Aim: Please find each line in the rows below that contains the string "wiper" and copy it out. Case matters when matching.
***** Source records *****
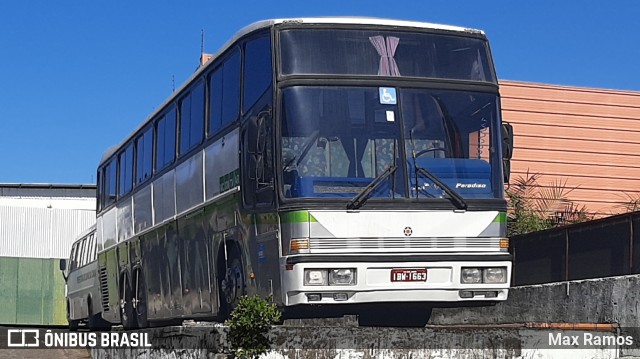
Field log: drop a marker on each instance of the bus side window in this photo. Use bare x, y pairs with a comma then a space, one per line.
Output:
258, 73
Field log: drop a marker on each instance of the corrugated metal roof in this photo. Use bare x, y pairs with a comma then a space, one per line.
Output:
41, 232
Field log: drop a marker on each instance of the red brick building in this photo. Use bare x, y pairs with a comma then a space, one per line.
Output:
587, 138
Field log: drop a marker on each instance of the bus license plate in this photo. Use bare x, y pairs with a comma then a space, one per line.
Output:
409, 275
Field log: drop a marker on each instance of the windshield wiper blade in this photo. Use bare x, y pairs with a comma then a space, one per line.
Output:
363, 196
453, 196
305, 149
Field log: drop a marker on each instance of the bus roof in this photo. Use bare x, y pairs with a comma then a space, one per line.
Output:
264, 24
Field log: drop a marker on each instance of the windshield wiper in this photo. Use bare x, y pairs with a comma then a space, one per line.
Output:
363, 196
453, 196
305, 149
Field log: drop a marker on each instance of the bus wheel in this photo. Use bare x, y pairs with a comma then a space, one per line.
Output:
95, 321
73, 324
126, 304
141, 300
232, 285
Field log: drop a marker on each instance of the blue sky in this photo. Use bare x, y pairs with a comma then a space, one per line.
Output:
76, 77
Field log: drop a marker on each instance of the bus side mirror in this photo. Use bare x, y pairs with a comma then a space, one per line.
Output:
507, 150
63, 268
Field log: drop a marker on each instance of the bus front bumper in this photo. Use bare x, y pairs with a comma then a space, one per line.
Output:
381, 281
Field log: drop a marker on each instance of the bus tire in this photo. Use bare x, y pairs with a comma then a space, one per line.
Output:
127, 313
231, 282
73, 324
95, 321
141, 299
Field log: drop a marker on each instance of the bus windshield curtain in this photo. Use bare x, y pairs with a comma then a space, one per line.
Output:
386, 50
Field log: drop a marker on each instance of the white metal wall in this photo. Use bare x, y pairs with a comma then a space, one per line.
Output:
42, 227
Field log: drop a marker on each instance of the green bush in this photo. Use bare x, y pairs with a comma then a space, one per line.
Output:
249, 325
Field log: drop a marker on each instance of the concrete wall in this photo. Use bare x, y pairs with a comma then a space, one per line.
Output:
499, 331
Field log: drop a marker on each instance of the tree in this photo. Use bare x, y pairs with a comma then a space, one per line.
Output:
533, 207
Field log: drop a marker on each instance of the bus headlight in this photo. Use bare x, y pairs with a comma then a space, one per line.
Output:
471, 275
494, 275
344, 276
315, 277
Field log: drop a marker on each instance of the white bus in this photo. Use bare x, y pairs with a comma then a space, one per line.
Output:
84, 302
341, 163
*****
***** Source records *****
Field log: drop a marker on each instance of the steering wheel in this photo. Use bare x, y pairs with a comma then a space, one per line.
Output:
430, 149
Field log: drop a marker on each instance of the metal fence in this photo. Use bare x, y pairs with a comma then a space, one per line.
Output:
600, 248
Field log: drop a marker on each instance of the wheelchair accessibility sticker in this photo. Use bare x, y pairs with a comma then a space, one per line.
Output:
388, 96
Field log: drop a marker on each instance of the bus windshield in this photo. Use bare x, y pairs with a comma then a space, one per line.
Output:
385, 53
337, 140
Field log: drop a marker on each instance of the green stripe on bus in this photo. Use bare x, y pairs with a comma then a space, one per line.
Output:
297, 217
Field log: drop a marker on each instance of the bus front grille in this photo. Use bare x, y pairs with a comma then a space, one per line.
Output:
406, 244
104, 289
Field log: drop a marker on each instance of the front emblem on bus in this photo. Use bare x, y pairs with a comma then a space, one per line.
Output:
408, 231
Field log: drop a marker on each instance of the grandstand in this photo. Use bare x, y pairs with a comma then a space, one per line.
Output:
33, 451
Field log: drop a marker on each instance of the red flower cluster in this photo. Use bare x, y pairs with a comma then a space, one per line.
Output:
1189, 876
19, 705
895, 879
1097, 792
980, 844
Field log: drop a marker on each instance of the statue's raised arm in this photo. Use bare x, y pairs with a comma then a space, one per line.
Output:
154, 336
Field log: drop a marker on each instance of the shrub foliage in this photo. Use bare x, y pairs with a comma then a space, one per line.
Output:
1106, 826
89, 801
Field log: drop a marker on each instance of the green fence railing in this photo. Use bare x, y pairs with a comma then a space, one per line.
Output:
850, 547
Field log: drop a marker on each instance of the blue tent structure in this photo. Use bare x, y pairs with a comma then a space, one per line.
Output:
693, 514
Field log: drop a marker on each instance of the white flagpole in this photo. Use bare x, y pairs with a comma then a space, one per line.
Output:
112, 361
*****
The reply:
Field log: drop a marker on each instance of the windshield wiper blade in this photo. Use bare x, y pairs with a comma then a space, one per line.
Field log: drop a marker on each instance of the windshield wiper in this photo. Use bare x, y pairs with a comma then a space, one per line.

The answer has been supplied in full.